## Start

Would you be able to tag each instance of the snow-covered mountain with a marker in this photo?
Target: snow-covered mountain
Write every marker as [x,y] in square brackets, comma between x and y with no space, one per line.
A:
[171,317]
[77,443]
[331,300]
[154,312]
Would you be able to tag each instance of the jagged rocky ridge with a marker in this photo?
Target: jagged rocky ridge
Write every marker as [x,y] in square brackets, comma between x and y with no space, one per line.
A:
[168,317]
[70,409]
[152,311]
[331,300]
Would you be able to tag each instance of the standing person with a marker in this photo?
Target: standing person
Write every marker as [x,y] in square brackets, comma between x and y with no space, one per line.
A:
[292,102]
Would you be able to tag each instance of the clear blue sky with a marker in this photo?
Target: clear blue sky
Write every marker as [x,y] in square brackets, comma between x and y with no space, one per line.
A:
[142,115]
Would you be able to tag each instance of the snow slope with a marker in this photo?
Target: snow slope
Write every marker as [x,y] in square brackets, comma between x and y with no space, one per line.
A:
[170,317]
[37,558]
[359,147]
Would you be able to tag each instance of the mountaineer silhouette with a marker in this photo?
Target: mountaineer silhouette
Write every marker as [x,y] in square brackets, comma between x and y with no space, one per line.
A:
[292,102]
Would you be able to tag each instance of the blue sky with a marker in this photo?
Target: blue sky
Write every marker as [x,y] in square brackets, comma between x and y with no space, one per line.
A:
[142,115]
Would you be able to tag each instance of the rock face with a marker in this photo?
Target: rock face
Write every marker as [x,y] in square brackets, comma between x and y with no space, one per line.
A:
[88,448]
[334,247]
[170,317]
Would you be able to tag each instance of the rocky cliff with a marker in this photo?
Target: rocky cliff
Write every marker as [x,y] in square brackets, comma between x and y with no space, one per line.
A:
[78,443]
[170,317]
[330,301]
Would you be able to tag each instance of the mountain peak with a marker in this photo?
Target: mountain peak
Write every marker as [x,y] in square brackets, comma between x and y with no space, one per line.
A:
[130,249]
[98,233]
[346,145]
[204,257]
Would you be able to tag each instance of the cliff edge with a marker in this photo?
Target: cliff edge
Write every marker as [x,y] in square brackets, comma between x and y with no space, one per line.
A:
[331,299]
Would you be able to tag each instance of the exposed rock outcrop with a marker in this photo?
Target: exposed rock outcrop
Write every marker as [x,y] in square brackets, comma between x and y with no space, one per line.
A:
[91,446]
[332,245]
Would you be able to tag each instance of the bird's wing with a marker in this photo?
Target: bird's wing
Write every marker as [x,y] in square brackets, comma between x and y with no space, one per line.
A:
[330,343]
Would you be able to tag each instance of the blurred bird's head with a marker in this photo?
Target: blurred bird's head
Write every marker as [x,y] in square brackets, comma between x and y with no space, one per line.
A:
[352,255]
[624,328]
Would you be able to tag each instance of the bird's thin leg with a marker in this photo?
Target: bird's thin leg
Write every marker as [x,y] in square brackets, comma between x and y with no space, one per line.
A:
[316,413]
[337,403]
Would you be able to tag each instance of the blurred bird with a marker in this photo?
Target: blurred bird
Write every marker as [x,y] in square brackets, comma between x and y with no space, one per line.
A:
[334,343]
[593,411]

## End
## Start

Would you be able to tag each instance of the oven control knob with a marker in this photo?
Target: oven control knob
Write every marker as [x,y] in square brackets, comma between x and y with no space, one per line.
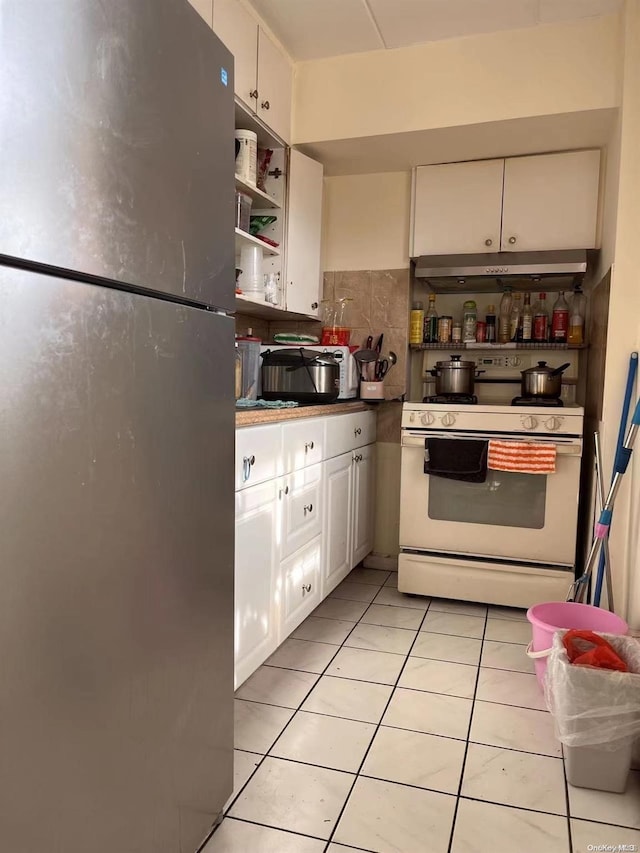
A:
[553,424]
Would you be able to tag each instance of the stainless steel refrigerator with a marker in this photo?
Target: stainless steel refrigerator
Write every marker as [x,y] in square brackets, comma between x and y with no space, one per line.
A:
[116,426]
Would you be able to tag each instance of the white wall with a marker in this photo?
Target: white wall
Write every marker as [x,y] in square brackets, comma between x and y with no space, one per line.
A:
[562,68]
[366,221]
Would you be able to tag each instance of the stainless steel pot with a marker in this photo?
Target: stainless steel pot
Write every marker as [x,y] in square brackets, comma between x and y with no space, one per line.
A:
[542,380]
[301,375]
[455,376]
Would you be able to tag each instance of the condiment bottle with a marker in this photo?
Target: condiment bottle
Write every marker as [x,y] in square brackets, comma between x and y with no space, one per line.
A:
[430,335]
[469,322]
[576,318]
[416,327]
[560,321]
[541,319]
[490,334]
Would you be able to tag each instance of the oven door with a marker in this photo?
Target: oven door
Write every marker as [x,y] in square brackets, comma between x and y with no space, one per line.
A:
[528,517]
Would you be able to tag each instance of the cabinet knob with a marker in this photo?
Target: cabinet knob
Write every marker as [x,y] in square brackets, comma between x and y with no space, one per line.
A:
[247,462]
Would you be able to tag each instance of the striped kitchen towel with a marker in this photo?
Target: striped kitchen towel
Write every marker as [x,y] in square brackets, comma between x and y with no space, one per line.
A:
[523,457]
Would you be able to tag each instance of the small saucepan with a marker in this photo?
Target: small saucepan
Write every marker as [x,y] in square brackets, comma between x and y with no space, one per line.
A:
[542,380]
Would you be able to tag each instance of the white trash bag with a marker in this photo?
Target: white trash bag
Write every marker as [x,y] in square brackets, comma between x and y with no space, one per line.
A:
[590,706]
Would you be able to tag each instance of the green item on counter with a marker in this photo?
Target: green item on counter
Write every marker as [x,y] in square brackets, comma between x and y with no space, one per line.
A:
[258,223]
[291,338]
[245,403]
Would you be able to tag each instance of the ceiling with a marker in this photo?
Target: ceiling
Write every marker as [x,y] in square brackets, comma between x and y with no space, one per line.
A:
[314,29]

## End

▸ **TASK**: Locate every line in the records above that holds the word "edge", and copy each of those lines in full.

▸ **SOLUTION TO THE EXERCISE**:
Would you be able to tag each instance of the cliff edge with a marker in this photo?
Target: cliff edge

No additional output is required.